──────── Given text

The loader, for its part, has been found to conceal its actual functionality among meaningless variable assignments, likely in an attempt to deceive security tools. It’s assessed that the threat actors relied on an artificial intelligence (AI) tool to develop the obfuscation layer.

DeepLoad makes deliberate efforts to blend in with regular Windows activity and fly under the radar. This includes hiding the payload within an executable named “LockAppHost.exe,” a legitimate Windows process that manages the lock screen.

In addition, the malware covers up its own tracks by disabling PowerShell command history and invoking native Windows core functions directly instead of relying on PowerShell’s built-in commands to launch processes and modify memory. In doing so, it bypasses common monitoring hooks that keep tabs on PowerShell-based activity.

“To evade file-based detection, DeepLoad generates a secondary component on the fly by using the built-in PowerShell feature Add-Type, which compiles and runs code written in C#,” ReliaQuest said. “This produces a temporary Dynamic Link Library (DLL) file dropped into the user’s Temp directory.”

This offers a way for the malware to sidestep file name-based detections, as the DLL is compiled every time it’s executed and written with a randomized file name.

Another notable defense evasion tactic adopted by DeepLoad is the use of asynchronous procedure call (APC) injection to run the main payload inside a trusted Windows process without a decoded payload written to disk after launching the target process in a suspended state, writing shellcode into its memory, and then resuming the execution of the process.

DeepLoad is designed to facilitate credential theft by extracting browser passwords from the host. It also drops a malicious browser extension that intercepts credentials as they are being entered on login pages and persists across user sessions unless it’s explicitly removed.

A more dangerous feature of the malware is its ability to automatically detect when removable media devices like USB drives are connected and copy the malware-laced files using names like “ChromeSetup.lnk,” “Firefox Installer.lnk,” and “AnyDesk.lnk” so as to trigger the infection once it’s doubled-clicked.

“DeepLoad used Windows Management Instrumentation (WMI) to reinfect a ‘clean’ host three days later with no user action and no attacker interaction,” ReliaQuest explained. “WMI served two purposes: It broke the parent-child process chains most detection rules are built to catch, and it created a WMI event subscription that quietly re-executed the attack later.”

────────────────
──────── Data supplied

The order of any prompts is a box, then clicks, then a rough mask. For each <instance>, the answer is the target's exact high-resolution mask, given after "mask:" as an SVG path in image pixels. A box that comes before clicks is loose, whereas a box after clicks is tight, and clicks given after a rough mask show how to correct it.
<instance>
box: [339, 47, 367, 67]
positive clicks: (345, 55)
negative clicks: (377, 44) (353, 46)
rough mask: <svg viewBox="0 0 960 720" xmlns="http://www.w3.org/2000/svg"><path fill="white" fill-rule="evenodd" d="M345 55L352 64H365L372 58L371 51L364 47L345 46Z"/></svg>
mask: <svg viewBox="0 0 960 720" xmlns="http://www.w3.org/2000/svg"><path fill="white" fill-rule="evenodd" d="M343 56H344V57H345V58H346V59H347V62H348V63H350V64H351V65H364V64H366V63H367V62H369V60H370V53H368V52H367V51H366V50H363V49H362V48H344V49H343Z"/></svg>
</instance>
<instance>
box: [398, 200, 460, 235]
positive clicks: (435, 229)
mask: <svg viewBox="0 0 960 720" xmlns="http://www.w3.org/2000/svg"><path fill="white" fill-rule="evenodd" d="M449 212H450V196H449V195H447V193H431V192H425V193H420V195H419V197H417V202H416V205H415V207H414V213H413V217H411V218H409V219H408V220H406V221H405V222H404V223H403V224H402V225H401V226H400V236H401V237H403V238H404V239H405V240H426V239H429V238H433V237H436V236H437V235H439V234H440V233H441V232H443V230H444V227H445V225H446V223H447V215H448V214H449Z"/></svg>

────────────────

• [Exercise requirements]:
1. According to the DeepLoad malware passage, what is the name of the executable in which DeepLoad hides its payload?
2. Continue the DeepLoad malware passage, picking up after its final sentence.

• [Results]:
1. "LockAppHost.exe"

2.
The goal, it appears, is to deploy multi-purpose malware that can perform malicious actions across the cyber kill chain and sidestep detection by security controls by avoiding writing artifacts to disk, blending into Windows processes, and spreading quickly to other machines.

Exactly when the malware first came to be used in real-world attacks or the overall scale of activity is unknown at this time. However, a ReliaQuest spokesperson told The Hacker News that it’s “very new” and that “its delivery via ClickFix suggests it has the potential to spread more broadly.”

“The infrastructure and templated implementation associated with DeepLoad may be consistent with a service-based or shared framework; however, we can’t conclusively determine at this stage whether it’s being offered as part of a MaaS [malware-as-a-service] model,” the spokesperson added.

The disclosure comes as G DATA detailed another malware loader dubbed Kiss Loader that’s distributed through Windows Internet Shortcut files (URL) attached to phishing emails, which then connects to a remote WebDAV resource hosted on a TryCloudflare domain to serve a secondary shortcut that masquerades as a PDF document.

Once executed, the shortcut launches a WSH script responsible for running a JavaScript component, which proceeds to retrieve and execute a batch script that displays a decoy PDF, sets up persistence in the Startup folder, and downloads the Python-based Kiss Loader. In the final stage, the loader decrypts and runs Venom RAT, an AsyncRAT variant, using APC injection.

It’s currently not known how widespread attacks deploying Kiss Loader are, and if it’s being offered under a malware-as-a-service (MaaS) model. That said, the threat actor behind the loader claims to be from Malawi.